*To be done*.
1. Using the kernel mailing list message, answer each question below on its own line, labeled (a), (b), (c):
(a) Who sent the message?
(b) On what date was it sent?
(c) Whom does the writer greet?
2. Duplicate the part of the kernel mailing list message starting at "In-Reply-To: <20180406124535.k3qyxjfrlo55d5if@xakep.localdomain>" and ending at "without reproducing it.".

*Selected passage*.
......
All of lore.kernel.org
 help / color / mirror / Atom feed
From: Pavel Tatashin <pasha.tatashin@oracle.com>
To: Sasha Levin <Alexander.Levin@microsoft.com>
Cc: "steven.sistare@oracle.com" <steven.sistare@oracle.com>,
	"daniel.m.jordan@oracle.com" <daniel.m.jordan@oracle.com>,
	"akpm@linux-foundation.org" <akpm@linux-foundation.org>,
	"mgorman@techsingularity.net" <mgorman@techsingularity.net>,
	"mhocko@suse.com" <mhocko@suse.com>,
	"linux-mm@kvack.org" <linux-mm@kvack.org>,
	"linux-kernel@vger.kernel.org" <linux-kernel@vger.kernel.org>,
	"gregkh@linuxfoundation.org" <gregkh@linuxfoundation.org>,
	"vbabka@suse.cz" <vbabka@suse.cz>,
	"bharata@linux.vnet.ibm.com" <bharata@linux.vnet.ibm.com>
Subject: Re: [PATCH v2 1/2] mm: uninitialized struct page poisoning sanity checking
Date: Sat, 7 Apr 2018 10:45:03 -0400	[thread overview]
Message-ID: <CAGM2reYtCb2_czEt1M8KhFz+YxGq=iSGnTskC=FGNM4kXOiS5g@mail.gmail.com> (raw)
In-Reply-To: <20180406124535.k3qyxjfrlo55d5if@xakep.localdomain>

> Let me study your trace, perhaps I will able to figure out the issue
> without reproducing it.

Hi Sasha,

I've been studying this problem more. The issue happens in this stack:

...subsys_init...
......
*Dataset content*.

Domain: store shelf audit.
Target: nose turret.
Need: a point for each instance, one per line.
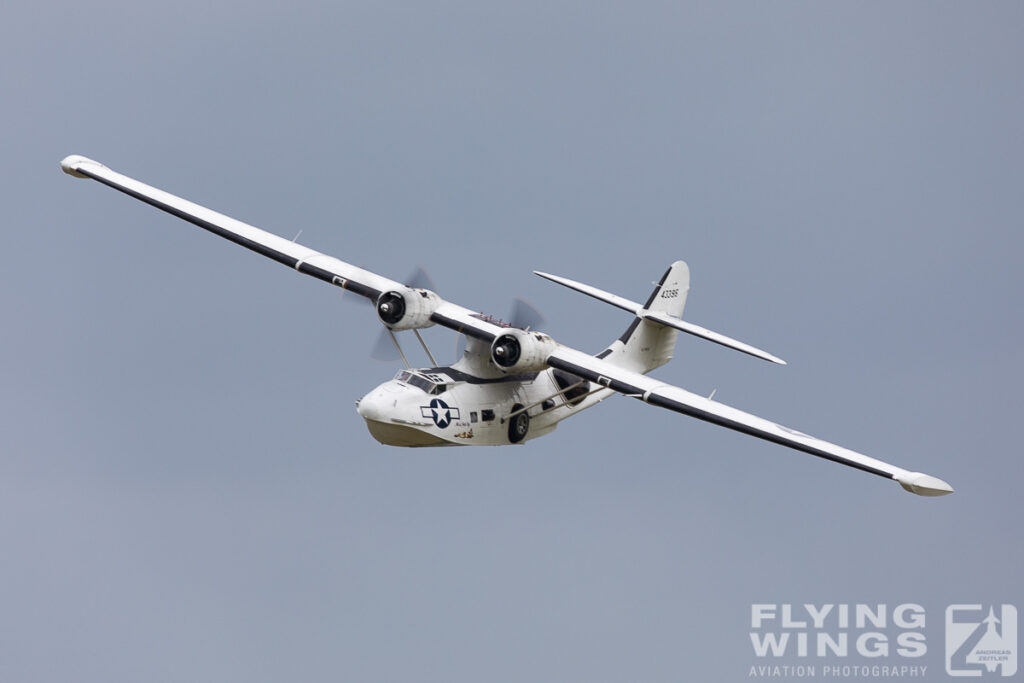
(393, 416)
......
*Task responses*.
1.
(a) Pavel Tatashin
(b) Saturday, 7 April 2018
(c) Sasha

2.
In-Reply-To: <20180406124535.k3qyxjfrlo55d5if@xakep.localdomain>

> Let me study your trace, perhaps I will able to figure out the issue
> without reproducing it.